→ **PROBLEM DESCRIPTION**
Repeat all of the records below line for line, with no changes, and omit the pictures from your answer.

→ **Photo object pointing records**
[BEGIN]

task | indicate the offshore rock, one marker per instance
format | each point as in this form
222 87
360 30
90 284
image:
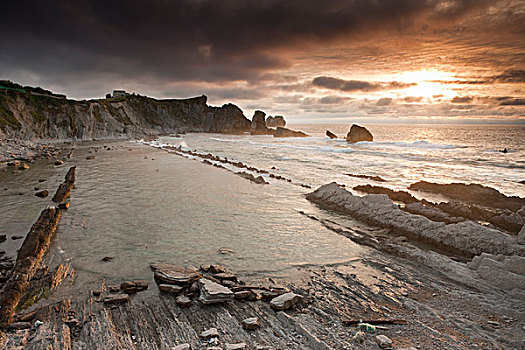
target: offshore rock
212 292
358 133
467 237
258 126
331 134
274 122
471 193
283 132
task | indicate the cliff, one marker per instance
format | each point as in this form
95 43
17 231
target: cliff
33 113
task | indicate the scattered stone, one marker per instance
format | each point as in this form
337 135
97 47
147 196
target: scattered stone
331 134
210 333
359 337
212 292
242 295
358 133
64 206
384 342
216 269
116 299
114 289
42 194
238 346
521 235
170 288
183 301
184 346
19 325
174 274
285 301
225 276
134 286
251 323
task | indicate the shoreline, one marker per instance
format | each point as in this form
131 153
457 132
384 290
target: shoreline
315 324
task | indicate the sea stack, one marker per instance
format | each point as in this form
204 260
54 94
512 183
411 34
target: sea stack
358 133
259 124
275 122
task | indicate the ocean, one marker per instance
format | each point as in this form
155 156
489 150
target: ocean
400 154
139 204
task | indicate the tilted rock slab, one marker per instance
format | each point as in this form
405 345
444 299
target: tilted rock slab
212 292
466 237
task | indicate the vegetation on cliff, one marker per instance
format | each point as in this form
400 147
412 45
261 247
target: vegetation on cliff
28 112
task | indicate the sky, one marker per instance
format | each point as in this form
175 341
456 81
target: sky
369 61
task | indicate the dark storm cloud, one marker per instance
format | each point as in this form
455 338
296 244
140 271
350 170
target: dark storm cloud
357 85
223 40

[END]

→ **RESULT OF THIS EXERCISE**
task | indicate the offshore rock, one marker per instance
format | each point as in this form
222 87
360 30
90 284
image:
target: offshore rock
212 292
358 133
467 237
258 126
331 134
274 122
471 193
283 132
task | indicate the cliff, one marker per instance
format | each point as in this form
95 43
17 231
target: cliff
33 113
task | indicate the scattered stone, one marker per instance
format | each point as in this form
337 135
97 47
147 196
target: scattered stone
331 134
210 333
359 337
212 292
242 295
358 133
64 206
384 342
216 269
116 299
114 289
42 194
238 346
521 235
170 288
183 301
184 346
19 325
174 274
285 301
225 276
134 286
251 323
task | indicate the shoreline, one marker per instance
format | each point as in this form
131 153
457 132
384 290
target: shoreline
315 324
task | indicate the sea stack, one marker per instance
format | each point as in this form
204 260
54 94
512 183
411 34
target: sea stack
358 133
259 124
275 122
task | indicate the ocean, one marker per instance
format | each point as in this form
155 156
489 150
target: ocean
400 154
139 204
task | indicate the tilted rock slab, one marker per instance
format | each point as in this form
405 345
444 299
target: tilted rock slab
212 292
466 237
task | indicate the vegetation on cliff, one marker per instance
format | each point as in this form
400 147
412 45
261 247
target: vegetation on cliff
28 112
task | indicate the sky, one marker per instance
format | each point as in this form
175 341
456 81
target: sky
369 61
task | indicate the dark storm cloud, one marker per instance
format | each point as in this form
455 338
296 244
140 271
350 170
target: dark storm cloud
357 85
223 40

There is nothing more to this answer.